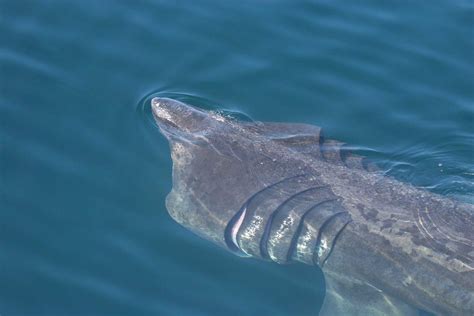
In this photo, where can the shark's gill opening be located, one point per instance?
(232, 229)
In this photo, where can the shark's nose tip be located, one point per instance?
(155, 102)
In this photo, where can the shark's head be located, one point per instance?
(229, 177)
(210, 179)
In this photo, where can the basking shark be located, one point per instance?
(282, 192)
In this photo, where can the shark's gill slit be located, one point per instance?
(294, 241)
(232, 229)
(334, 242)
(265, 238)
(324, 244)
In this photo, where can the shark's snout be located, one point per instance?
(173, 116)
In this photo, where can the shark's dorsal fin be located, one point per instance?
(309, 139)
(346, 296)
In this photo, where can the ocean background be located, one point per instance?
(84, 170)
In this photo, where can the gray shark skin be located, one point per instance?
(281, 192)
◆ ◆ ◆
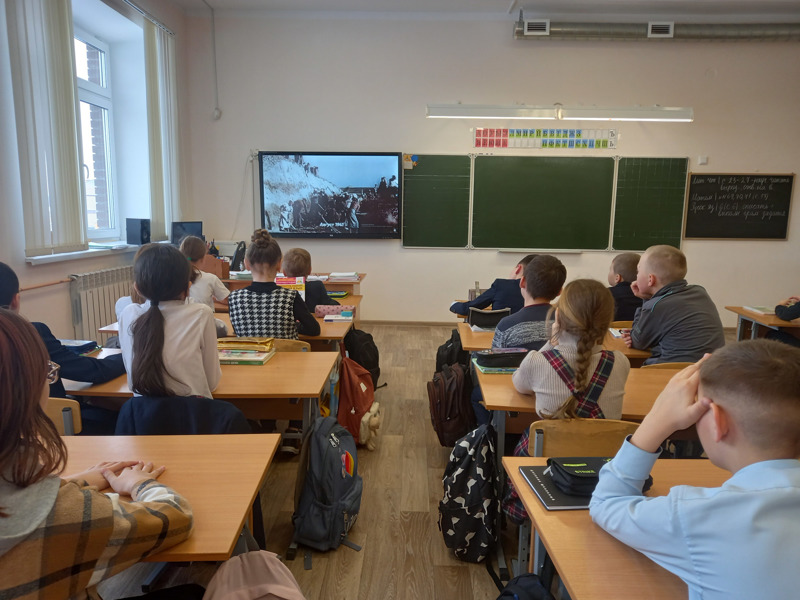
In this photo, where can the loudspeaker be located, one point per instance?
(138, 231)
◆ ◆ ◆
→ Your objective:
Pull out every line in the records above that contains the word "gill".

→ Solution to this task:
In this photo, where can the shark's gill opening be located, one point per instance?
In this photo, where can the shark's gill slit be located, one point per instance?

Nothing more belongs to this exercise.